── Source document ──

In the same article, Col. Robert B. Brown, commander of the 1st Brigade, 25th Infantry Division (Stryker Brigade Combat Team), said that the Strykers saved the lives of at least 100 soldiers deployed in northern Iraq. The article states that the bolt-on slat armor is effective ballistic protection, which was the main flaw cited in 2009 by critics. A 2003 GAO report to Congress stated that the added weight of slat armor created a mobility limitation in wet conditions due to shortcomings in the vehicle's suspension.

Reports from military personnel and analysts indicate the Stryker is superior to other light military vehicles of the US Army regarding survivability against IEDs (improvised explosive devices). Soldiers have anecdotally referred to Strykers as "Kevlar Coffins".

───
── Provided records ──

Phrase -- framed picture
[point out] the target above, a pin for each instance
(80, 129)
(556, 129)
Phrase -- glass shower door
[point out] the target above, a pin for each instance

───

→ **Brief**:
Answer these questions from the passage on the Stryker:
(a) Which unit did Col. Robert B. Brown command?
(b) According to the 2003 GAO report, what did the added weight of slat armor cause, and why?
(c) What nickname have soldiers anecdotally used for Strykers?

→ **Written response**:
(a) The 1st Brigade, 25th Infantry Division (Stryker Brigade Combat Team).
(b) It caused a mobility limitation in wet conditions because of shortcomings in the vehicle's suspension.
(c) "Kevlar Coffins".